▸ **Problem**
Everything from the line containing "Pinpoint black sedan in the frame above." through the last line of the records must be returned verbatim, and nothing outside that range.

▸ **Material**

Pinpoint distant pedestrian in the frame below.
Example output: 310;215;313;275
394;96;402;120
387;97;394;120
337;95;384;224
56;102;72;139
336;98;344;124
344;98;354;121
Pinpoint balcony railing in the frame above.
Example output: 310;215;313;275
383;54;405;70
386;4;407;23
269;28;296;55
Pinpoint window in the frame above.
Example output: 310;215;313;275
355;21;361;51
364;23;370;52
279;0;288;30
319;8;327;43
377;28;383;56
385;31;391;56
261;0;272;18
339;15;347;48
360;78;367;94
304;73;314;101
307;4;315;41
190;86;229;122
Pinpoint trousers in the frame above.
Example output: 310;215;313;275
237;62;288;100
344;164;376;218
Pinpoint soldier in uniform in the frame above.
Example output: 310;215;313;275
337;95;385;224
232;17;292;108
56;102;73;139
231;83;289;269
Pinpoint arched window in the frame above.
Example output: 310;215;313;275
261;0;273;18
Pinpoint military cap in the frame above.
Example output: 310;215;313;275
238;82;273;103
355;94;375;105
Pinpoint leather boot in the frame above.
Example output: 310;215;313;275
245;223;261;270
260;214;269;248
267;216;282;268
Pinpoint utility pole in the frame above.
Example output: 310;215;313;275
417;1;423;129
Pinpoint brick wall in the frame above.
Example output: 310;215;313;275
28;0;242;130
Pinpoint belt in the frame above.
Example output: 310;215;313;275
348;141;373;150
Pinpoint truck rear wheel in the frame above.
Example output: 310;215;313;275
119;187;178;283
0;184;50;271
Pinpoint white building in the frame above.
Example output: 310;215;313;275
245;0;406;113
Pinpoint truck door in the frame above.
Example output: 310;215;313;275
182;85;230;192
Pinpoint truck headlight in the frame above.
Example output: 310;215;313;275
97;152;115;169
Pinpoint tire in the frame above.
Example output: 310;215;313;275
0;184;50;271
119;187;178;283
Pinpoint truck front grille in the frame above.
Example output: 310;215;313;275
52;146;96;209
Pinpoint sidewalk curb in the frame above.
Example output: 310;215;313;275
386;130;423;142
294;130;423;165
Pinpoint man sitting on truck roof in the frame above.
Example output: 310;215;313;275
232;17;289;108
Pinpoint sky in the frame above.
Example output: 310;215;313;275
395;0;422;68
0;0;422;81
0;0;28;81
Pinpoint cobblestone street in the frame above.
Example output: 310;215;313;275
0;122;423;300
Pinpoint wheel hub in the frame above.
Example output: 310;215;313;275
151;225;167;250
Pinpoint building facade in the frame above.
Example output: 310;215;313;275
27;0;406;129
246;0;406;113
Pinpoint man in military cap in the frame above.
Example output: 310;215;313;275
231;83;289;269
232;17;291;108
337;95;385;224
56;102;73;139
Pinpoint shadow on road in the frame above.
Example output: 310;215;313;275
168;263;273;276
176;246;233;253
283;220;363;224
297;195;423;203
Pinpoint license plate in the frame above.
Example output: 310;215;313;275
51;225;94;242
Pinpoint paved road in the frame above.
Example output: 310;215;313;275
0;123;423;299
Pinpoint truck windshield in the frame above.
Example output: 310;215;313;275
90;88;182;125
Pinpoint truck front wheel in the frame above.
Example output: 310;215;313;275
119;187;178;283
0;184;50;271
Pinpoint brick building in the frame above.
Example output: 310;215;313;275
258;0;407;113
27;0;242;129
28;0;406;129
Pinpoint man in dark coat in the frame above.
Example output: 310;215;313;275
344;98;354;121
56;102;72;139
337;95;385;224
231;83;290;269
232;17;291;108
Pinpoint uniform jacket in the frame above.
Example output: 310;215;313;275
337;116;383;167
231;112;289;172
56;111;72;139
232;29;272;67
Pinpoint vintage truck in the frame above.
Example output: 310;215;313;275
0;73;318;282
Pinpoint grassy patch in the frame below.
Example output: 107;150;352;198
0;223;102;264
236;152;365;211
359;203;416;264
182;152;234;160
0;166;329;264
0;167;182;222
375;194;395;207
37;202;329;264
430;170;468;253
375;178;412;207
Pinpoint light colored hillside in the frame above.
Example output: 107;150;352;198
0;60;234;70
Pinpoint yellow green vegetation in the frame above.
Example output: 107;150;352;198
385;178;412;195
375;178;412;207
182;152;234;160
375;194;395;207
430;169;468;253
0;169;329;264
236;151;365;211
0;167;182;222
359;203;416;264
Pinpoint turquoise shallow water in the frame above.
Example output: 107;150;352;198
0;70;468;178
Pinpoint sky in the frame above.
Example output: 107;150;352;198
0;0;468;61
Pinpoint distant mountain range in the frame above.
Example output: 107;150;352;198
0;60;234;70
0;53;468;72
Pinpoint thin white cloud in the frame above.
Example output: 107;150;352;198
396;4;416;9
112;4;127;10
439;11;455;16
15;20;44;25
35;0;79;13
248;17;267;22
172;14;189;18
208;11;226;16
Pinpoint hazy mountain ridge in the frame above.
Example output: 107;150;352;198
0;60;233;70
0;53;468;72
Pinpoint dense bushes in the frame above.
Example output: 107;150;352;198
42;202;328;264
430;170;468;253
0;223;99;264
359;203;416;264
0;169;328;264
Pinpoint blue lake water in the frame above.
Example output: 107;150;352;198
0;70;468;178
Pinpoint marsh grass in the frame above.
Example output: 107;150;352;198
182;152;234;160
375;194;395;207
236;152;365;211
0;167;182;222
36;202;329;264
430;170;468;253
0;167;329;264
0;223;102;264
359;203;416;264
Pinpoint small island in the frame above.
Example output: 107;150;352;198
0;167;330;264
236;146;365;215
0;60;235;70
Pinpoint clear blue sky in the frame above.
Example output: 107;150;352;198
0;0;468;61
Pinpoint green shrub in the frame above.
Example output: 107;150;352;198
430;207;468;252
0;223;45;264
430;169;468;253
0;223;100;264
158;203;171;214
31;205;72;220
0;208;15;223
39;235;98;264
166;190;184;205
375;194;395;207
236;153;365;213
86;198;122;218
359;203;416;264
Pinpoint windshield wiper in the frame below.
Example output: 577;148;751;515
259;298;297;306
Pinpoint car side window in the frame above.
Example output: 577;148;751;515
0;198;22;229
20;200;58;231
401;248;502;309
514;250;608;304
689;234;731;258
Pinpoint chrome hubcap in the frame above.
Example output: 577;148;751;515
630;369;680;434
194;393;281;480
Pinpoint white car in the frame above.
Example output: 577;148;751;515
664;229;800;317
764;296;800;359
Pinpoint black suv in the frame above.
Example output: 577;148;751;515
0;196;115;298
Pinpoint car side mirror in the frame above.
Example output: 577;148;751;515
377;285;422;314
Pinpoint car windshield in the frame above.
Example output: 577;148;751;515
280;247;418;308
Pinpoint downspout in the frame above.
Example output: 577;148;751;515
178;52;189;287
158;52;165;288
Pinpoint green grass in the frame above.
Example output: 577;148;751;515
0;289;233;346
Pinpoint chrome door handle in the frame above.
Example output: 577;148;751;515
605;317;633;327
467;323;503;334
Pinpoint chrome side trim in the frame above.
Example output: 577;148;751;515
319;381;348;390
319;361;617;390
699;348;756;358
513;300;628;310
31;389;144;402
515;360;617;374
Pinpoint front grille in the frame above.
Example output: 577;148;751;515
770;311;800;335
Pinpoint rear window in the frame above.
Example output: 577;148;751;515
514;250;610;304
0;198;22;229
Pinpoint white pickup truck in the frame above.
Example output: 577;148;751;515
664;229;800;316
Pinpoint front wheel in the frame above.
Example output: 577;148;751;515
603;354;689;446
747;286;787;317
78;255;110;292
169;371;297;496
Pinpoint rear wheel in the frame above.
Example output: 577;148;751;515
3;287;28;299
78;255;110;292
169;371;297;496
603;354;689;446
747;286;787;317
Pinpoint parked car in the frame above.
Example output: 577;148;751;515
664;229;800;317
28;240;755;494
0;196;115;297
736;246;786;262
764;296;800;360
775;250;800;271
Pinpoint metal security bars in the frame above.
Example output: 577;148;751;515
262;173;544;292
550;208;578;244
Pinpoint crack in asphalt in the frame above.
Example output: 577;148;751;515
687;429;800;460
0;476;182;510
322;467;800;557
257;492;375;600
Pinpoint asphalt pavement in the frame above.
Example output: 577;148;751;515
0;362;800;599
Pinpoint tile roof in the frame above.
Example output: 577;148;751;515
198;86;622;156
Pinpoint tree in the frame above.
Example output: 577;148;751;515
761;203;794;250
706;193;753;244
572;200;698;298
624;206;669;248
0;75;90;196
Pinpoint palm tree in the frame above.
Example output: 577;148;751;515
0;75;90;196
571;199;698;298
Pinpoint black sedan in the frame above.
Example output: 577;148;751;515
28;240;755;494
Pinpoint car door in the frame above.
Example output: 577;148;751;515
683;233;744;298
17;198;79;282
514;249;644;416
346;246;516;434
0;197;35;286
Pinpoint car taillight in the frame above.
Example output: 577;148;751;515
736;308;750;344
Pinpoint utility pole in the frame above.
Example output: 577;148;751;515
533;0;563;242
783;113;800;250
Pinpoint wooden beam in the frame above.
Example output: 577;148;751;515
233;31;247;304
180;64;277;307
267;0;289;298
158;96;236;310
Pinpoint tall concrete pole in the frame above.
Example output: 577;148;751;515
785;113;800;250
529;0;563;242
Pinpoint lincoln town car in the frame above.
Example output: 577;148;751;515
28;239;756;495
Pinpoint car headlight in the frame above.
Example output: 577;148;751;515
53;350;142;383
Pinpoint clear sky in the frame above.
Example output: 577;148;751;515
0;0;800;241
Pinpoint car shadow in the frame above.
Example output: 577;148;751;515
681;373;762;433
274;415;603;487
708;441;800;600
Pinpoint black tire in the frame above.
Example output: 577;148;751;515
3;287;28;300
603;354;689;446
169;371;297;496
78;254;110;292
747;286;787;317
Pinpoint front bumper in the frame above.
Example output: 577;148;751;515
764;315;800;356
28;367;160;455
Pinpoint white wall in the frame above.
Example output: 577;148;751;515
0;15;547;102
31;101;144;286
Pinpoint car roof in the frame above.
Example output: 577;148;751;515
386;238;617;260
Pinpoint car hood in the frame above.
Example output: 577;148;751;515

▸ **Answer to this exercise**
Pinpoint black sedan in the frame above.
Example output: 577;148;751;515
28;240;755;494
Pinpoint car door in the frame above.
Example output: 577;148;751;515
683;233;744;298
17;198;79;282
514;249;644;416
346;246;516;434
0;197;35;286
Pinpoint car taillight in the frame above.
Example output: 577;148;751;515
736;308;750;344
Pinpoint utility pole in the frame above.
Example output: 577;148;751;515
533;0;563;242
783;113;800;250
Pinpoint wooden beam in the frame above.
Example output: 577;148;751;515
233;31;247;304
180;64;277;307
267;0;289;298
158;96;236;310
Pinpoint tall concrete pole in the frame above.
Example output: 577;148;751;515
785;113;800;250
529;0;563;242
Pinpoint lincoln town car in the frame above.
Example output: 577;148;751;515
28;239;756;495
Pinpoint car headlight in the frame above.
Example output: 577;148;751;515
53;350;142;383
Pinpoint clear sky in the frame above.
Example output: 577;148;751;515
0;0;800;241
Pinpoint car shadow in the frame above.
Example output: 577;148;751;515
681;373;762;433
274;415;603;487
708;441;800;600
Pinpoint black tire in the frame above.
Example output: 577;148;751;515
3;287;28;300
603;354;689;446
169;371;297;496
78;254;110;292
747;286;787;317
Pinpoint front bumper in the frame above.
Example output: 577;148;751;515
764;315;800;356
28;367;160;455
Pinpoint white wall in the frame above.
Example output: 577;148;751;515
0;15;547;102
31;101;144;286
Pinpoint car roof in the frame above.
Example output: 577;148;751;515
386;238;617;260
Pinpoint car hood in the frame above.
Example output: 577;148;751;515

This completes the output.